• AUFGABEN
- 1) Welches Problem haben laut Thomas Schwarz im Ausgangstext die meisten Staatsanwaltschaften?
- 2) Übersetzen Sie den Satz „Was Optionales lässt man gerne weg, um Zeit zu sparen.“ aus dem Ausgangstext ins Englische.

Hinzu kommt: Behörden oder Staatsanwälte können bei Ordnungswidrigkeiten zwar ermitteln – sie müssen es aber nicht. Das führt dazu, dass viele mögliche Knöllchen gegen Unternehmen erst gar nicht geschrieben werden, wie der Berliner Oberstaatsanwalt Thomas Schwarz ganz offen einräumt.

O-Ton Thomas Schwarz, Leitender Oberstaatsanwalt Berlin

"Was Optionales lässt man gerne weg, um Zeit zu sparen. Wir haben hier ein Ressourcenproblem. Die meisten Staatsanwaltschaften haben genau dieses Ressourcenproblem, zu wenig Personal, man macht nur das, was man muss, weil man es gar nicht mehr schafft, all das zu machen, was man sinnvollerweise machen könnte."

• VORLIEGENDE ANGABEN
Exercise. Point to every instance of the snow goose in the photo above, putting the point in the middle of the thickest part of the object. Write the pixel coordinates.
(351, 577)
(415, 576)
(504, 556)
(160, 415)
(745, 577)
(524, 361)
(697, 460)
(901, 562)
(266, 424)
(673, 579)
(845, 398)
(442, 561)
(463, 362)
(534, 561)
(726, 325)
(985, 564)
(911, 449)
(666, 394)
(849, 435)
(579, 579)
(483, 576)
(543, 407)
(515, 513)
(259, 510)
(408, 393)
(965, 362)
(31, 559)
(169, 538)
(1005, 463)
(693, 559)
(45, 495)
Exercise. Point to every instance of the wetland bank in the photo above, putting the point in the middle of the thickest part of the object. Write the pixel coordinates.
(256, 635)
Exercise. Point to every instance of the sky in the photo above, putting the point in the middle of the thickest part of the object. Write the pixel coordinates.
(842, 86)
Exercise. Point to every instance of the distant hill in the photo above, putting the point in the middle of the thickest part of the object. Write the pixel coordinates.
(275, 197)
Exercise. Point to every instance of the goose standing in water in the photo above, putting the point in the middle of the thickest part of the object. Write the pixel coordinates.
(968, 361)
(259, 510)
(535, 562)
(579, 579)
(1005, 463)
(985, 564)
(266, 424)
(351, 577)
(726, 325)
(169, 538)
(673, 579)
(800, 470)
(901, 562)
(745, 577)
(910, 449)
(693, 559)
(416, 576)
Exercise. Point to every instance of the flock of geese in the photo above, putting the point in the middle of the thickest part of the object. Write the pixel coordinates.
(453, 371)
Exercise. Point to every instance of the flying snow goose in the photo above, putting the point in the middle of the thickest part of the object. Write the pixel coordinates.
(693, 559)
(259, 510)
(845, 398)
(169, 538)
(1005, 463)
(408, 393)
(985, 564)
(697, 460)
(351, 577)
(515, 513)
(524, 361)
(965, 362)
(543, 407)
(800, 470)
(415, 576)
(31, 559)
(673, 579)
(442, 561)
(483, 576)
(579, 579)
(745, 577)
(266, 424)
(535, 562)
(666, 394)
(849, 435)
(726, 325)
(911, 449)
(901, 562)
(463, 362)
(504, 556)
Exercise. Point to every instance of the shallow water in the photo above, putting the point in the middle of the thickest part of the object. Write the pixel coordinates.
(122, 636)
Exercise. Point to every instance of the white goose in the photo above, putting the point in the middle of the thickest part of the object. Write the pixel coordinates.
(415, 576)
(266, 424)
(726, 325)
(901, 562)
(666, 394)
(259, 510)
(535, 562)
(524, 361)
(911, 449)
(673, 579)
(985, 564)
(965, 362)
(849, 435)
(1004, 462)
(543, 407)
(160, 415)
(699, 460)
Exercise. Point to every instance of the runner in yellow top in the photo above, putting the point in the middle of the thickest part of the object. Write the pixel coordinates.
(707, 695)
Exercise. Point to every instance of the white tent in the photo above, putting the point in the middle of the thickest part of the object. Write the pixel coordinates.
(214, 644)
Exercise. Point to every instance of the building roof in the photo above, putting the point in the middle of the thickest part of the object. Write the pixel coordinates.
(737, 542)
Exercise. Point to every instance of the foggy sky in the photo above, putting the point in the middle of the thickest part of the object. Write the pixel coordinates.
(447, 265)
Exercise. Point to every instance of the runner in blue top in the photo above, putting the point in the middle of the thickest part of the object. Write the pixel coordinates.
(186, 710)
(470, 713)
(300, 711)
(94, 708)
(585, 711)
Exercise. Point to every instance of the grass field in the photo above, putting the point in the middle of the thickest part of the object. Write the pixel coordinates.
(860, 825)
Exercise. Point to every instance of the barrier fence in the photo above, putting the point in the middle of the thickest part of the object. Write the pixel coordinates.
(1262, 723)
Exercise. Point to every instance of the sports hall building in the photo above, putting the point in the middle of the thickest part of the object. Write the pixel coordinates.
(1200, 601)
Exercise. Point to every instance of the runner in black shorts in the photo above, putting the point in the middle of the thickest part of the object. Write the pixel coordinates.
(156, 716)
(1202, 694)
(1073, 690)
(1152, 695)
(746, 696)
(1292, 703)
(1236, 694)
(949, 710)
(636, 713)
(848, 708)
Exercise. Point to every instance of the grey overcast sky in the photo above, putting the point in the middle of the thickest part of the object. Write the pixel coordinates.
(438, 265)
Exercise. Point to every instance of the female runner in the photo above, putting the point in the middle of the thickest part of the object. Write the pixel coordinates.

• LÖSUNGEN
- 1) Ein Ressourcenproblem, also zu wenig Personal.

- 2) Anything optional tends to get left out to save time.